→ **Given exercise**:
Go to the line that contains "Where can you find the auction" and extract it along with every line after it, exactly, through the end of the data below.

========================

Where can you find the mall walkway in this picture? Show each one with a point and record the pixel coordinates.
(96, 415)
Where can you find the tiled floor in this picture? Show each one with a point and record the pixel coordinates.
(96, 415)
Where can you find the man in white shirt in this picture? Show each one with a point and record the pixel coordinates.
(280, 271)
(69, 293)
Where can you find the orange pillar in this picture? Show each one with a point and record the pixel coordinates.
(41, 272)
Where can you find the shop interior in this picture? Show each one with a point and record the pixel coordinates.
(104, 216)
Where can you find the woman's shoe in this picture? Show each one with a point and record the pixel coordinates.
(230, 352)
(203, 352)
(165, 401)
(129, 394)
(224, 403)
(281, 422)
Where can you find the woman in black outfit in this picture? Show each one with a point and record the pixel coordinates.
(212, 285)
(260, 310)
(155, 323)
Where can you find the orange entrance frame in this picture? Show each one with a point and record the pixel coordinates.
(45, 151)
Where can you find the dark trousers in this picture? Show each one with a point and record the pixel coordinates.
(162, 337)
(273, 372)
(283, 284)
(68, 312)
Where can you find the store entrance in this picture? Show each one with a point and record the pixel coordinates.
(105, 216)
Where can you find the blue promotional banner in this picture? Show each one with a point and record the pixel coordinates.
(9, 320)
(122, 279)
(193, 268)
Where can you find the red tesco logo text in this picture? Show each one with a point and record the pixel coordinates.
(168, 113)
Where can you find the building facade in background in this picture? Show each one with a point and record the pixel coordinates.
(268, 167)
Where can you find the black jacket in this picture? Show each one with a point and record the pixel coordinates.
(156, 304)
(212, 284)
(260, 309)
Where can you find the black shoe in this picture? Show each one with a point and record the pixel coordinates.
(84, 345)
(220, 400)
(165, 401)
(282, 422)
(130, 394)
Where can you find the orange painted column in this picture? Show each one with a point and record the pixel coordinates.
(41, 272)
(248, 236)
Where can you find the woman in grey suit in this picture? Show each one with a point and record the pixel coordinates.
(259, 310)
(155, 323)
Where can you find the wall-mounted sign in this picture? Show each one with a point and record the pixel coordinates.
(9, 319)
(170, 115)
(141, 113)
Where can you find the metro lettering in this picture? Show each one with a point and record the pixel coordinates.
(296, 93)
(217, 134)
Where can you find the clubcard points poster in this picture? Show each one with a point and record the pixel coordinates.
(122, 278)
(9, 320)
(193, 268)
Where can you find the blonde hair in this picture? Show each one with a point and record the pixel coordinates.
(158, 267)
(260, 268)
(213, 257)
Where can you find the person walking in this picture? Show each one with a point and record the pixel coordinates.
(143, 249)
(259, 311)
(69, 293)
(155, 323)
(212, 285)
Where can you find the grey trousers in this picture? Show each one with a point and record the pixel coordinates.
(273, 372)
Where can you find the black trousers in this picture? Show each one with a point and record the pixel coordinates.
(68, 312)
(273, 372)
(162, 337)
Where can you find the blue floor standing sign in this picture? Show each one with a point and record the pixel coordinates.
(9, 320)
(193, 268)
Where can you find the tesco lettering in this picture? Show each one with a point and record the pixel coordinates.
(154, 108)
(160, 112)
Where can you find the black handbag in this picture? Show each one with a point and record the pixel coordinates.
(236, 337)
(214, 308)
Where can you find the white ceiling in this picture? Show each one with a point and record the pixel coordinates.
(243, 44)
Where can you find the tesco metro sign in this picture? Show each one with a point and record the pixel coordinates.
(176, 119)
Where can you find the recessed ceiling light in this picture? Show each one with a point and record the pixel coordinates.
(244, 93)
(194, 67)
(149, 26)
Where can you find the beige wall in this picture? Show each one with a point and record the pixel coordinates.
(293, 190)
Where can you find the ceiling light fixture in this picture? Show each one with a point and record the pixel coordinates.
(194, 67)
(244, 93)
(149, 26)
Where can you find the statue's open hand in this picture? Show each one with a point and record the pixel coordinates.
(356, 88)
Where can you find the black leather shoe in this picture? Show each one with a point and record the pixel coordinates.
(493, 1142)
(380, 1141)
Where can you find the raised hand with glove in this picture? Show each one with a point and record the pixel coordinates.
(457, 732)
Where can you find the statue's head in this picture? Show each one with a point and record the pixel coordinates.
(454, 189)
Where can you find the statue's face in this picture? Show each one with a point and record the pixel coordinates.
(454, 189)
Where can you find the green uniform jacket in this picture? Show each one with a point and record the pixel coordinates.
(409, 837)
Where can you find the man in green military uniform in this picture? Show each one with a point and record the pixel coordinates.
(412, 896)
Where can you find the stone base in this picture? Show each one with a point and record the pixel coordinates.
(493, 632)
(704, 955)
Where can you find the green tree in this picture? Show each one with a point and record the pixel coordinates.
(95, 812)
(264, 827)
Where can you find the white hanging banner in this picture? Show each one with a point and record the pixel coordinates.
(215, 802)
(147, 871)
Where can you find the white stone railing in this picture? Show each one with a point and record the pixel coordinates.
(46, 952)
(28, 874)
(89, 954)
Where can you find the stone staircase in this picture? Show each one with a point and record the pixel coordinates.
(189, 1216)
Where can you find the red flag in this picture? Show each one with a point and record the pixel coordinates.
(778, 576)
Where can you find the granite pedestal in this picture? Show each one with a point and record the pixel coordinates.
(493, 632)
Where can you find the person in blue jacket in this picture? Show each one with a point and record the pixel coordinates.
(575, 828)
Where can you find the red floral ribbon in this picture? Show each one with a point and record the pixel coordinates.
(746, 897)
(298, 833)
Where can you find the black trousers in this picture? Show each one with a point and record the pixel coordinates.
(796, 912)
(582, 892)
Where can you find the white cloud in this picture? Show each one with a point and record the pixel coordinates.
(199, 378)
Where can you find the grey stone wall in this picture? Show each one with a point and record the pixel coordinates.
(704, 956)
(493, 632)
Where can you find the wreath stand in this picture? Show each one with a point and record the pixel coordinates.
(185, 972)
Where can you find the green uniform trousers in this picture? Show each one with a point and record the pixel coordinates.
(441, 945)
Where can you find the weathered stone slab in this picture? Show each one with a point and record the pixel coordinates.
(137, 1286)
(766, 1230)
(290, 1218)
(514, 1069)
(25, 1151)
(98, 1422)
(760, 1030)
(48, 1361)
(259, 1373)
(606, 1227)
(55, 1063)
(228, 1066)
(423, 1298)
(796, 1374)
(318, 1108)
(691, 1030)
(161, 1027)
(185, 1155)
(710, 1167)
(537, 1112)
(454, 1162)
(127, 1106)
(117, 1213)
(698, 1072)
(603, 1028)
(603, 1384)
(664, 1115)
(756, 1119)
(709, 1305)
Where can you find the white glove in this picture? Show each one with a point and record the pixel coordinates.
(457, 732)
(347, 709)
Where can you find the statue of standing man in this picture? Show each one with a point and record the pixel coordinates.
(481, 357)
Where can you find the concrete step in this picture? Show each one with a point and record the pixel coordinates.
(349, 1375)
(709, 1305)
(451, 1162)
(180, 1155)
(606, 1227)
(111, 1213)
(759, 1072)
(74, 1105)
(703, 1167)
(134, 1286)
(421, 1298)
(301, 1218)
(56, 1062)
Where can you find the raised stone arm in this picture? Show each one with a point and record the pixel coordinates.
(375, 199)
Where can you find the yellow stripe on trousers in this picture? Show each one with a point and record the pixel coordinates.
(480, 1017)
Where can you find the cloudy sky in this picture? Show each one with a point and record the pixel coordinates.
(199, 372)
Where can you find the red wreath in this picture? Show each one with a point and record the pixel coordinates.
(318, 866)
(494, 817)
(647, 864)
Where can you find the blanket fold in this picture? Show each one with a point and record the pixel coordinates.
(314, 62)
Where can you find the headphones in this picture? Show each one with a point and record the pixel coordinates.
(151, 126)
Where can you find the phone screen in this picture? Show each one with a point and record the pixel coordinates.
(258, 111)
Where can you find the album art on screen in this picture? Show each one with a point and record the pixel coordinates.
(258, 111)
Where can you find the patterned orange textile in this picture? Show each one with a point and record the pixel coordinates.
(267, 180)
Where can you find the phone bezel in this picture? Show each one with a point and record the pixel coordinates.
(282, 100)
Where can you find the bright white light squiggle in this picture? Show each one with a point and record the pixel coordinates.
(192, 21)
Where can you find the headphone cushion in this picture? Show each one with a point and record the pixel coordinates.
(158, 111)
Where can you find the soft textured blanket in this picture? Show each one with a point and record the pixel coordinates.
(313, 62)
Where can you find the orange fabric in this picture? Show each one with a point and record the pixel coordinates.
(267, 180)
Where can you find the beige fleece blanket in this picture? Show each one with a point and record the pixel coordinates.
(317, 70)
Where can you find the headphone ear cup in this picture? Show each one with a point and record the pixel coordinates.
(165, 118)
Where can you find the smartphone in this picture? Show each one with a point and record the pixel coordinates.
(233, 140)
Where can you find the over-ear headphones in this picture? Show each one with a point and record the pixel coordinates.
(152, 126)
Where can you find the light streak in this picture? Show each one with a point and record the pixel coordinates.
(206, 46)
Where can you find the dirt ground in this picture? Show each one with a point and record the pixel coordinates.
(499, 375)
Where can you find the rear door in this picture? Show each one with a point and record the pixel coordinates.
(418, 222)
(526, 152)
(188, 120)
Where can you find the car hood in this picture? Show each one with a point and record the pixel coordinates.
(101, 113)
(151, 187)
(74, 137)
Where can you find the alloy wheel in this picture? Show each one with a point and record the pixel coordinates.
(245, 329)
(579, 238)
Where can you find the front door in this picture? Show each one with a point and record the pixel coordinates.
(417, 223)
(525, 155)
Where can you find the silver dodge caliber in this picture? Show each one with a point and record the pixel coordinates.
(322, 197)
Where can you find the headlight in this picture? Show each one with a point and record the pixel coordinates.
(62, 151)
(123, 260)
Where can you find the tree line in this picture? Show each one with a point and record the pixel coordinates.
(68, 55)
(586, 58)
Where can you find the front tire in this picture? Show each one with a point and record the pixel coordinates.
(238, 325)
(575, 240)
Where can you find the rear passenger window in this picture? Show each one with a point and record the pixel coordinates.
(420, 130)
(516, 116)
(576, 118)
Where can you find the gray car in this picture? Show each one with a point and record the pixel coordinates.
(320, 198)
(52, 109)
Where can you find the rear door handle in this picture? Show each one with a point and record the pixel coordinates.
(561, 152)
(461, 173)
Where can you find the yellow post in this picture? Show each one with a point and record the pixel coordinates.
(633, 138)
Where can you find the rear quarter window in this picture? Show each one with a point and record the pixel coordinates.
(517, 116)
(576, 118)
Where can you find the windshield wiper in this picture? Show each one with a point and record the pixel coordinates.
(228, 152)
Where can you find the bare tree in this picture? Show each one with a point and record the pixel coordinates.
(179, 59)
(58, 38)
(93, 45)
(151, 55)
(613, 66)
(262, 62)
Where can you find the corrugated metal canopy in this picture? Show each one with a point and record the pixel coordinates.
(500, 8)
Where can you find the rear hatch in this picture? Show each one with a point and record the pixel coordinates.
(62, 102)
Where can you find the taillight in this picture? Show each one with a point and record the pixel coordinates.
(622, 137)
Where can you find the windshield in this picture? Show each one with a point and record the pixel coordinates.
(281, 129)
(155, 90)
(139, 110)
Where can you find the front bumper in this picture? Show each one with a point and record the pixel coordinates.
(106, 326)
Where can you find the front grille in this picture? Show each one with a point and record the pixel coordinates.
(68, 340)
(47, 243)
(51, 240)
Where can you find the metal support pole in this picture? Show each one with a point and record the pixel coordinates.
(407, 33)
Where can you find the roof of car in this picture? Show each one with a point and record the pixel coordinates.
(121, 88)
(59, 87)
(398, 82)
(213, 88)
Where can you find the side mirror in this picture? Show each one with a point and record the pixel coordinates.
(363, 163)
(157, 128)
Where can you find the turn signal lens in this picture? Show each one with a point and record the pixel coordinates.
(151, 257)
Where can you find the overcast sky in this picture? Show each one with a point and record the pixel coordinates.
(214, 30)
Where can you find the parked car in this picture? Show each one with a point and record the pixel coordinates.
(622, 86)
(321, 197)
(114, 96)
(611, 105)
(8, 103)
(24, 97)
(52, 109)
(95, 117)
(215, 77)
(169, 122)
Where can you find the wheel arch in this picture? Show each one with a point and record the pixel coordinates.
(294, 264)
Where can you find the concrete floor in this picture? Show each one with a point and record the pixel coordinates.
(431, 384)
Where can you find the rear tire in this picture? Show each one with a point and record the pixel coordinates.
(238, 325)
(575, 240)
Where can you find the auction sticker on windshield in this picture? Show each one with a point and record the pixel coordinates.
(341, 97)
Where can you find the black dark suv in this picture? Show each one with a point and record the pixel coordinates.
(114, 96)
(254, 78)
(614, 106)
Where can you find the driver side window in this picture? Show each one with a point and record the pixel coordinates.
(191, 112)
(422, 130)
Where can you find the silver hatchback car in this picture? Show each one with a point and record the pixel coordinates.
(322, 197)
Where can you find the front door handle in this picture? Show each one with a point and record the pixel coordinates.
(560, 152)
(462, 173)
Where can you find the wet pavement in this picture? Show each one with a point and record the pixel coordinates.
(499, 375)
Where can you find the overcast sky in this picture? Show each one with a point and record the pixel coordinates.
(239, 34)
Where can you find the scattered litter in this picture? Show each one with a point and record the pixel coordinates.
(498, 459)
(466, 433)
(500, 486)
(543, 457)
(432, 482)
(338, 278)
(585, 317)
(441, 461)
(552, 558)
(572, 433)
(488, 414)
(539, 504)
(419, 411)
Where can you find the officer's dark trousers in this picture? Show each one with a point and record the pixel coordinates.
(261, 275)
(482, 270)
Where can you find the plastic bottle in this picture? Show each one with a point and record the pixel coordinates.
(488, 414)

========================

→ **Output for this exercise**:
Where can you find the auction sticker on windshield in this picture? Show each one with a point and record the pixel coordinates.
(341, 97)
Where can you find the black dark suv in this picture? Show each one with a point and record the pixel coordinates.
(114, 96)
(254, 78)
(614, 106)
Where can you find the driver side window in this picture? Show each one with a point and record the pixel coordinates.
(191, 112)
(422, 130)
Where can you find the silver hatchback car in this picture? Show each one with a point and record the pixel coordinates.
(322, 197)
Where can you find the front door handle in this picture? Show each one with a point and record the pixel coordinates.
(560, 152)
(462, 173)
Where can you find the wet pavement in this picture? Show each one with a point and record the pixel coordinates.
(499, 375)
Where can you find the overcast sky in this picture? Show each one with a point and record the pixel coordinates.
(239, 34)
Where can you find the scattered litter in this picture? Show each one with a point and record the pixel coordinates.
(498, 459)
(466, 433)
(500, 486)
(543, 457)
(432, 482)
(338, 278)
(585, 317)
(441, 461)
(552, 558)
(572, 433)
(488, 414)
(539, 504)
(419, 411)
Where can you find the officer's dark trousers in this picture? Show each one with a point and record the pixel coordinates.
(261, 275)
(482, 270)
Where can you find the plastic bottle in this picture? Show each one with a point and record the pixel coordinates.
(488, 414)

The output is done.